#### [ACTIVITY]
Your answer must be an exact copy of the lines from the one containing "neck and put a dot on each instance?" through the last line of the records below, with no pictures; please include nothing else.

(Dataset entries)

· · ·

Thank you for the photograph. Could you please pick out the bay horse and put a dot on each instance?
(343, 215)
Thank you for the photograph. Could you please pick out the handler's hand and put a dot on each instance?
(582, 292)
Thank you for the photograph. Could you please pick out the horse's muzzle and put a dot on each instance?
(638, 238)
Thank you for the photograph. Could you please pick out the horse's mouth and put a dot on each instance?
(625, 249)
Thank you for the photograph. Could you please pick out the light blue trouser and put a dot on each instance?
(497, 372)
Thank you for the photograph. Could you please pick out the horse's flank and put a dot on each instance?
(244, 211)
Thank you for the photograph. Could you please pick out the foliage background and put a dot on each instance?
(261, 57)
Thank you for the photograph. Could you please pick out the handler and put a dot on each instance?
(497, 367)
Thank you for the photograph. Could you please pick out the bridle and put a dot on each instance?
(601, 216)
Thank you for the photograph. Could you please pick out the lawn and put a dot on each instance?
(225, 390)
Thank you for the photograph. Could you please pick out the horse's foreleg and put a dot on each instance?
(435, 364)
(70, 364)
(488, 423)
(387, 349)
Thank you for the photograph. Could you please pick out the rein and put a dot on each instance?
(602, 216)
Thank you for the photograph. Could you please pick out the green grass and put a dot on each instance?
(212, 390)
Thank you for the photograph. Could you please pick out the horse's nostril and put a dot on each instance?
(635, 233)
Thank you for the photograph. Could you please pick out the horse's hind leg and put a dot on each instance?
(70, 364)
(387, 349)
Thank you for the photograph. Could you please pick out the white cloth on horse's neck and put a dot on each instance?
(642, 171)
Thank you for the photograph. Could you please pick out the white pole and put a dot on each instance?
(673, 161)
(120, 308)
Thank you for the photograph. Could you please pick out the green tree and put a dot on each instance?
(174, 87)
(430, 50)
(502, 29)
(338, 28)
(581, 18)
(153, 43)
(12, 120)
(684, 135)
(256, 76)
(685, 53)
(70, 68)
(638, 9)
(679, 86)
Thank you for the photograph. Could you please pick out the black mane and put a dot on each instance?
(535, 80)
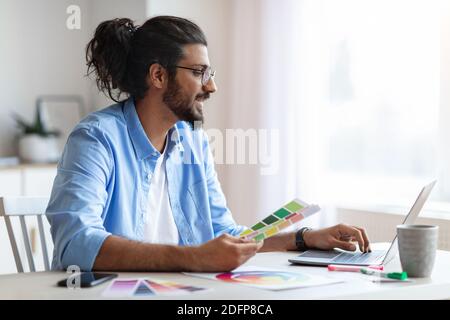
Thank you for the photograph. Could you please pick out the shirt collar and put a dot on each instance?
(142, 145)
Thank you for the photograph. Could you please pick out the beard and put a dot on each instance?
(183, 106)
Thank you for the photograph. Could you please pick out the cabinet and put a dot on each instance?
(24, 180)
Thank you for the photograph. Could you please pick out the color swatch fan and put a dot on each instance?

· · ·

#### [EXERCISE RESPONSE]
Thank you for the photograph. Could you please pick out the white cloth on horse's neck and put a dot on each instance?
(642, 171)
Thank you for the photograph. Could you please pick out the white pole and put a dot on each instance?
(673, 161)
(120, 308)
Thank you for the photograph. Could you please pick out the green tree and put a dot on each instance?
(174, 87)
(430, 50)
(502, 29)
(338, 28)
(581, 18)
(153, 43)
(12, 120)
(684, 135)
(256, 76)
(685, 53)
(70, 68)
(638, 9)
(679, 86)
Thank you for the photograph. Could you please pick out the black mane and put a dot on each instance?
(535, 80)
Thank you for the photograph. Could you please pick out the shirt collar and put a dot on each instance?
(142, 145)
Thank you for the photograph. Could you please pick out the beard and put a dot on each instance?
(183, 106)
Thank you for the photograph. Could you please pick out the cabinet and put a dot on each instance?
(24, 180)
Thank you for the photograph. Could you please pick out the color swatch fan and put a dot on each instance?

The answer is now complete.